- _Text_:
--
Verdeutlichung von Hochwassergefahren an der Leine

Überschwemmungsgebiete
Im Rahmen des Sommerhochwassers im Juli 2017 führte der NLWKN Abflussmessungen etwa an der Döhrener Wolle durch. Die gewonnenen Daten halfen bei der Kalibrierung der Berechnungsmodelle.- Foto: NLWKN Betriebsstelle Hannover-Hildesheim.

Überschwemmungsgebiete in der Region Hannover mit modernster Technik und verbesserter Datenbasis neu ermittelt

Hannover/Hildesheim (pm).  Die Identifikation möglicher Gefahrenbereiche spielt für einen erfolgreichen vorbeugenden Hochwasserschutz eine entscheidende Rolle. Neue Daten und Vermessungstechniken ermöglichen dabei ein immer klareres Bild von bestehenden Hochwasserrisiken. In der Region Hannover hat der Niedersächsische Landesbetrieb für Wasserwirtschaft, Küsten- und Naturschutz (NLWKN) jetzt das Überschwemmungsgebiet der Leine zwischen Harkenbleck und Ricklingen einschließlich ihrer Verzweigung Schneller Graben/Ihme neu ermittelt und vorläufig gesichert. Die gefährdete Fläche ist größer als bisher bekannt, so das Ergebnis der Experten.

Zudem wurden im Rahmen der aufwändigen Berechnungen stellenweise auch mehrere Dezimeter höhere Wasserstände als bisher für das einmal in 100 Jahren auftretende Hochwasserereignis festgestellt. Flächen, die bei einem solchen statistischen „Jahrhunderthochwasser“ – im Fachjargon HQ 100 genannt – überschwemmt werden, werden im Interesse des vorbeugenden Hochwasserschutzes als Überschwemmungsgebiete ausgewiesen und vorläufig gesichert. „Die Ermittlung dieser ohnehin natürlich vorhandenen Überschwemmungsbereiche dient einerseits dazu, die Bevölkerung für die oftmals nicht bewusste Hochwassergefahr zu sensibilisieren. Zugleich können die mit einem Hochwasser einhergehenden Schäden aktiv vermieden werden, da für ausgewiesene Überschwemmungsgebiete klare gesetzliche Auflagen etwa hinsichtlich der Bebauung gelten“, erklärt Markus Anhalt, Leiter des Geschäftsbereichs Wasserwirtschaft und Strahlenschutz des NLWKN in Hildesheim.

Neue Daten – fortschreitende Technik

Eine wichtige Rolle bei der Neubearbeitung von Überschwemmungsgebieten spielt eine in den letzten Jahren deutlich verbesserte Datenbasis: „Sich rasch weiterentwickelnde Techniken wie die Laserscanbefliegung und verbesserte Mess- und Berechnungsmethoden erlauben heute eine deutlich genauere Ermittlung vom Verhalten des Wassers in der Fläche“, so Anhalt. Als Geländemodell für die Neuberechnungen in der Region Hannover wurden Daten aus einer 2016 durchgeführten Laserscanbefliegung des Landesamts für Geoinformation und Landesvermessung (LGLN) verwendet. 2018 wurde die Sohle der Leine und der Verzweigung Schneller Graben/Ihme ergänzend vom Boot aus vermessen. Im Zuge der aufwändigen Arbeiten wurden 2019 zudem die Öffnungsmaße von über 200 Brücken aktuell bestimmt. Die hydraulische Berechnung konnte dabei erstmals durchgehend zweidimensional umgesetzt werden. „Eingetretene Hochwasserereignisse der jüngeren Vergangenheit wie das Sommer-hochwasser 2017 liefern zusätzlich wertvolle Messdaten zur Modellkalibrierung“, so Anhalt.
--
[Einträge zur Annotation von Begrenzungsrahmen]
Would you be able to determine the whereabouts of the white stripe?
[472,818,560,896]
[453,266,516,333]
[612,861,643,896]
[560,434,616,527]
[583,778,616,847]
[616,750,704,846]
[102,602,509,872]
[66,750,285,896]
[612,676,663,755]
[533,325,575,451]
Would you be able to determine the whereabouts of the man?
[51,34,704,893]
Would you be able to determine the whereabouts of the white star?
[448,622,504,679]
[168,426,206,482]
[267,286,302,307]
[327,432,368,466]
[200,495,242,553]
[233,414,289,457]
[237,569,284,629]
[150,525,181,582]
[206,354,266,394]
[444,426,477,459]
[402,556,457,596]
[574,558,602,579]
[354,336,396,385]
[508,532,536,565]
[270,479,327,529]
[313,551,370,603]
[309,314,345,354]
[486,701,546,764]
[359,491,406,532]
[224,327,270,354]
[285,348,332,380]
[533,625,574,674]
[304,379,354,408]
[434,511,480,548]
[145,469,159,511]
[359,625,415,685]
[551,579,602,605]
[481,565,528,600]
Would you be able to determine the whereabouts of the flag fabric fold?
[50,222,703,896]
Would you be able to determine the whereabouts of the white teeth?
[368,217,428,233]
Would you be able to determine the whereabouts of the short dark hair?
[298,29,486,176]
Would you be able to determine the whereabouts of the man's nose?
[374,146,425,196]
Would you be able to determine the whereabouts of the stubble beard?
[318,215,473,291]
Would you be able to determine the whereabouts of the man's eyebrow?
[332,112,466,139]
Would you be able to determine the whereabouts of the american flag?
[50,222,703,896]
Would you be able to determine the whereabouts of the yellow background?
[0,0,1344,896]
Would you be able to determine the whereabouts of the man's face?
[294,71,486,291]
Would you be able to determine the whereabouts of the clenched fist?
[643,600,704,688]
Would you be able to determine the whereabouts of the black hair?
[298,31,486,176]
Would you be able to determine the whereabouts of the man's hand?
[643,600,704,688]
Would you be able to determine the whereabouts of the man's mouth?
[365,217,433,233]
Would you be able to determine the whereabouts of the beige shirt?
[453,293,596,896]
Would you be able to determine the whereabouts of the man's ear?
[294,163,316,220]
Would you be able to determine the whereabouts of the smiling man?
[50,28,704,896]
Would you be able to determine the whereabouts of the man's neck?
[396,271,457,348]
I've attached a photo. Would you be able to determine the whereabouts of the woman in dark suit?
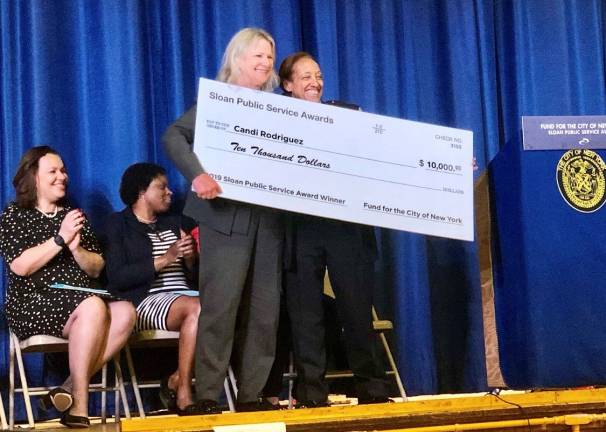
--
- _Aufgabenstellung_:
**1.** Gib den Abschnitt des Textes von „Hannover/Hildesheim (pm).  Die“ bis „Ergebnis der Experten.“ wortgetreu aus.
**2.** Prüfe anhand des Textes, ob die folgenden Aussagen zutreffen, und antworte jeweils mit Ja oder Nein samt der entscheidenden Textstelle als wörtlichem Zitat: (a) Die Laserscanbefliegung, deren Daten als Geländemodell dienten, fand 2016 statt. (b) Die Öffnungsmaße der Brücken wurden 2018 bestimmt. (c) Die gefährdete Fläche ist kleiner als bisher bekannt.
Die Einträge werden hierfür nicht gebraucht.

- _Lösungen_:
**1.**
Hannover/Hildesheim (pm).  Die Identifikation möglicher Gefahrenbereiche spielt für einen erfolgreichen vorbeugenden Hochwasserschutz eine entscheidende Rolle. Neue Daten und Vermessungstechniken ermöglichen dabei ein immer klareres Bild von bestehenden Hochwasserrisiken. In der Region Hannover hat der Niedersächsische Landesbetrieb für Wasserwirtschaft, Küsten- und Naturschutz (NLWKN) jetzt das Überschwemmungsgebiet der Leine zwischen Harkenbleck und Ricklingen einschließlich ihrer Verzweigung Schneller Graben/Ihme neu ermittelt und vorläufig gesichert. Die gefährdete Fläche ist größer als bisher bekannt, so das Ergebnis der Experten.

**2.**
(a) Ja: „Daten aus einer 2016 durchgeführten Laserscanbefliegung des Landesamts für Geoinformation und Landesvermessung (LGLN)“
(b) Nein: „Im Zuge der aufwändigen Arbeiten wurden 2019 zudem die Öffnungsmaße von über 200 Brücken aktuell bestimmt.“
(c) Nein: „Die gefährdete Fläche ist größer als bisher bekannt“